Natural-language object grounding data
········

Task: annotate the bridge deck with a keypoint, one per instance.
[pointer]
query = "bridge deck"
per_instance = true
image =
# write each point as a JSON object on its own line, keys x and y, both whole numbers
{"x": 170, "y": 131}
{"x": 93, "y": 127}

········

#### [Task requirements]
Wherever the string "bridge" appears in a line of the records, copy that line.

#### [Answer section]
Task: annotate the bridge deck with a keypoint, one per instance.
query = "bridge deck"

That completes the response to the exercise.